──────── SUPPLIED ENTRIES
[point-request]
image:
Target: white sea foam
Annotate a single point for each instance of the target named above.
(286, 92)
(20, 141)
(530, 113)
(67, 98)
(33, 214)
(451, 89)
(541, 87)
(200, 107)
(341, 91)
────────────────
■ SET PROBLEM:
Lay out the rows above as a two-column CSV with the headers "query" and "answer", giving one line per row. Put each row's text and its answer in a single quoted field, and replace line breaks with spaces.

■ THE OUTPUT:
query,answer
"[point-request] image: Target: white sea foam Annotate a single point for each instance of the target named above.","(286, 92) (20, 141) (530, 113) (67, 98) (33, 214) (451, 89) (541, 87) (200, 107) (341, 91)"